▸ **Esercizi da svolgere**
A) Nel brano sul centro storico e sui caruggi, a quanti metri dal Municipio occupano i caruggi le prostitute?
B) Per favore, indica se ciascuna affermazione concorda con il brano sul centro storico e sui caruggi, rispondendo sì o no e citando le parole decisive del testo: (i) da sant'Ilario si vede bene san Fruttuoso; (ii) l'ondata migratoria che ha portato il melting pot è prevalentemente latino americana; (iii) le ex Bocche di Rosa sono circondate dai negozi di stracci cinesi.
C) Scrivi il seguito del brano sul centro storico e sulle ex Bocche di Rosa, partendo dopo la sua ultima frase.

Da sant’Ilario, barricata non si vede bene san Fruttuoso, ombelico di Grillo, nè i luoghi simbolo della “variante ligure”,che sta nel suo centro, né lo stesso centro storico, dove trionfa il finale ligure dello spopolamento e l’invasione delle “bagascie”, le prostitute che oramai occupano i caruggi a trenta metri dal Municipio, dalle strade nobili, quelle che Fabrizio cantava come “Bocca di Rosa” e che ora sono il melting pot prevalentemente latino americano di una ondata migratoria, il cui risucchio svuota i vicoli, illusoriamente rilanciati dalle Colombiane e oggi rinsecchiti dalle chiusure, dai fallimenti.
Restano appunto in certe zone solo loro le ex Bocche di Rosa, circondate dai negozi di stracci cinesi, che come una piovra allungano i loro tentacoli ovunque.

▸ **Righe del dataset**
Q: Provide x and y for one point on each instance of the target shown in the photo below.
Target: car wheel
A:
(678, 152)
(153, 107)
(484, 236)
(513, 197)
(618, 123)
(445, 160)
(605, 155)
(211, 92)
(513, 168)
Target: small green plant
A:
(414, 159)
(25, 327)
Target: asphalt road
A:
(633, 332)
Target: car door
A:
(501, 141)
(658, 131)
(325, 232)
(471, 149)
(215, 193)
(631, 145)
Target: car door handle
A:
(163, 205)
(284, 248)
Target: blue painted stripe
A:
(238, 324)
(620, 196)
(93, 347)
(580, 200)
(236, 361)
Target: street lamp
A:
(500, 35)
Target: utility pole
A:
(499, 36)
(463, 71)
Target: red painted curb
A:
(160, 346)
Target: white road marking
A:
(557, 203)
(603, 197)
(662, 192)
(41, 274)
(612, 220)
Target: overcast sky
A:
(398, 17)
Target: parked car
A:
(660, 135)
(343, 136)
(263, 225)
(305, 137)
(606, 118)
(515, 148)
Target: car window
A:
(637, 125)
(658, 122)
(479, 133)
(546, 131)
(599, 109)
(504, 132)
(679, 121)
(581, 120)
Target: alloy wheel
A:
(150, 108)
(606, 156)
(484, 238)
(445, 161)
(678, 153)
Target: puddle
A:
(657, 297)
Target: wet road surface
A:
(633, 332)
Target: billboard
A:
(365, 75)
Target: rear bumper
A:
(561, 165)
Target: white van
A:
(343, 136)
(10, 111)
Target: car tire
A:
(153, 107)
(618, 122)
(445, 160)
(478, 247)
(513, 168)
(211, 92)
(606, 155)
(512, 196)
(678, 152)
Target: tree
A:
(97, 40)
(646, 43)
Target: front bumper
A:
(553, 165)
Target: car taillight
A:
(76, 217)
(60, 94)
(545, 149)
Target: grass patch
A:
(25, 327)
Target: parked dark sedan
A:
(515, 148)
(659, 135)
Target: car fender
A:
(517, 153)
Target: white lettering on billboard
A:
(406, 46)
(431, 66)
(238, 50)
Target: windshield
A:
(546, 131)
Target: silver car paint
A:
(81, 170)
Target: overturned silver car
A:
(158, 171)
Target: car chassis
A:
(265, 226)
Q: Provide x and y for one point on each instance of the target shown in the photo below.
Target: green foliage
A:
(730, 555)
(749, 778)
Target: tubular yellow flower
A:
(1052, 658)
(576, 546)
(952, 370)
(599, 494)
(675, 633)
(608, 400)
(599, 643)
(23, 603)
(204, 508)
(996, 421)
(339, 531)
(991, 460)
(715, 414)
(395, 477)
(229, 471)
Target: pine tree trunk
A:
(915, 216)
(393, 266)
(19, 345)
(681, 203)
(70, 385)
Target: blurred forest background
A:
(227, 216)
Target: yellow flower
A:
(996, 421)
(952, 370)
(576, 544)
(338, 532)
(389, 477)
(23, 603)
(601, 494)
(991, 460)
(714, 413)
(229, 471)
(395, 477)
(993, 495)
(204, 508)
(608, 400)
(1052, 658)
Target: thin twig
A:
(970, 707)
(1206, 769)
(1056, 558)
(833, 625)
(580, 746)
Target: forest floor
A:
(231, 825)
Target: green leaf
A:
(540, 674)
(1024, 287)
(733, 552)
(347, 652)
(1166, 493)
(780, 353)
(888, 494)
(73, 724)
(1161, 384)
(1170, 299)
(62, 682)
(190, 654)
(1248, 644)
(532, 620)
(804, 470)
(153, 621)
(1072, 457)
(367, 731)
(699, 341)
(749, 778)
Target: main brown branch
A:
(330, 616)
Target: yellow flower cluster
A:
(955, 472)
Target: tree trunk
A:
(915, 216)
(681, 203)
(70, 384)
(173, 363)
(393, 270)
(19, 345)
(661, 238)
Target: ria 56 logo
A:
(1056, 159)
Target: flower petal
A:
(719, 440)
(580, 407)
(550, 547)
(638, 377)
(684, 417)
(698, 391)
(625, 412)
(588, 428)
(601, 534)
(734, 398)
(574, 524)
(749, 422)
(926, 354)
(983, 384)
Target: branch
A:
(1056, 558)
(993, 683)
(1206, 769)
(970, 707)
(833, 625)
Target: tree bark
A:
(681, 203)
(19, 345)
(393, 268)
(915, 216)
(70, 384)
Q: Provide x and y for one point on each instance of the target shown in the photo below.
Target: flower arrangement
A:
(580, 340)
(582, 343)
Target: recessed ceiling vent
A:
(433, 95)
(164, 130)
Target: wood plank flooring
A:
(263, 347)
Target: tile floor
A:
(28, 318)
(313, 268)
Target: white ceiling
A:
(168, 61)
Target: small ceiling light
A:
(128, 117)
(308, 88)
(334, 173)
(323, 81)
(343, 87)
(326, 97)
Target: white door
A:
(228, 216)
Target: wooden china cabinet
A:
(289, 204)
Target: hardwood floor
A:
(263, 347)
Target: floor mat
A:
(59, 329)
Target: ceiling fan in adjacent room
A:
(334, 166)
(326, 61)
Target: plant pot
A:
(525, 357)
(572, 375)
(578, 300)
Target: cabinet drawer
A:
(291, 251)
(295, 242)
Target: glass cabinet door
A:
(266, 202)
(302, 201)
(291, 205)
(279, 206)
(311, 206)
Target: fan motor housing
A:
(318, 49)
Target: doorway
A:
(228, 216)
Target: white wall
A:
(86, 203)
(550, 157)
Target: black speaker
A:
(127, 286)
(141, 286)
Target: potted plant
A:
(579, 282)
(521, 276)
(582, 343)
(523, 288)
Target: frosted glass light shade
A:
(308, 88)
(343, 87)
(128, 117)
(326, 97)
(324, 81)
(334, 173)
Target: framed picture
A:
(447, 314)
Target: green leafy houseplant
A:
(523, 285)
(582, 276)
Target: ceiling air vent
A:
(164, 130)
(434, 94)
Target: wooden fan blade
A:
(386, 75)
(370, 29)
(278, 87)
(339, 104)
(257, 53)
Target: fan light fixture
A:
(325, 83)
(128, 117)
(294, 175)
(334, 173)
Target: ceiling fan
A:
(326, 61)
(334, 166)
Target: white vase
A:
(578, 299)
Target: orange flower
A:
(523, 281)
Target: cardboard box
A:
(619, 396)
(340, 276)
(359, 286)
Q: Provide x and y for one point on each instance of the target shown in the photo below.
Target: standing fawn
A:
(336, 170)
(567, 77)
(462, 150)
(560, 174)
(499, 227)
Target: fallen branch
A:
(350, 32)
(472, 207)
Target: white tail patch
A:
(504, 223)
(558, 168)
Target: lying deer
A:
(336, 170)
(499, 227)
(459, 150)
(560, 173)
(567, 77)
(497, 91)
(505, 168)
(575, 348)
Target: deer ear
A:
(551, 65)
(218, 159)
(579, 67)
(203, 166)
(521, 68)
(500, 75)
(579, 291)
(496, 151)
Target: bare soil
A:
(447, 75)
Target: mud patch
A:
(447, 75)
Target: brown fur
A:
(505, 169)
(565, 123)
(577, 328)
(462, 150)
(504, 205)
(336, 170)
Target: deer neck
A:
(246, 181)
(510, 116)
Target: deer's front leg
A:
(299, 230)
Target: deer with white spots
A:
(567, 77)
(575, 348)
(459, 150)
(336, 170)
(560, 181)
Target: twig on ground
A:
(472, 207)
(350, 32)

▸ **Risposte per esercizio**
A) A trenta metri.

B)
(i) No: «Da sant’Ilario, barricata non si vede bene san Fruttuoso».
(ii) Sì: «il melting pot prevalentemente latino americano di una ondata migratoria».
(iii) Sì: «circondate dai negozi di stracci cinesi».

C)
Eppure la variante ligure si nutre ancora in questo brodo ed ha ancora nidificato non solo nei pressi di Giuse, perchè la verve spettacolare e comica si alimenta e oramai troneggia come non mai.
Perchè, di dove è Maurizio Crozza, l’alter ego comico, l’uomo del giaguaro indelebile, la star tv che fa il comico al posto di Grillo. diventato leader politico, ma già border line? E chi scrive i testi caustici, sferzanti, i versi da “non siamo mica qui a riempire i Ringo con la crema da barba” di Crozza, se non un architetto archistar genovese, Vittorio Grattarola, cinquantenne rampante che nel 1992 faceva l’assessore ds, insieme con Claudio Burlando, il presidente della Regione, ex ministro, ex sindaco, figlio di un camallo del porto?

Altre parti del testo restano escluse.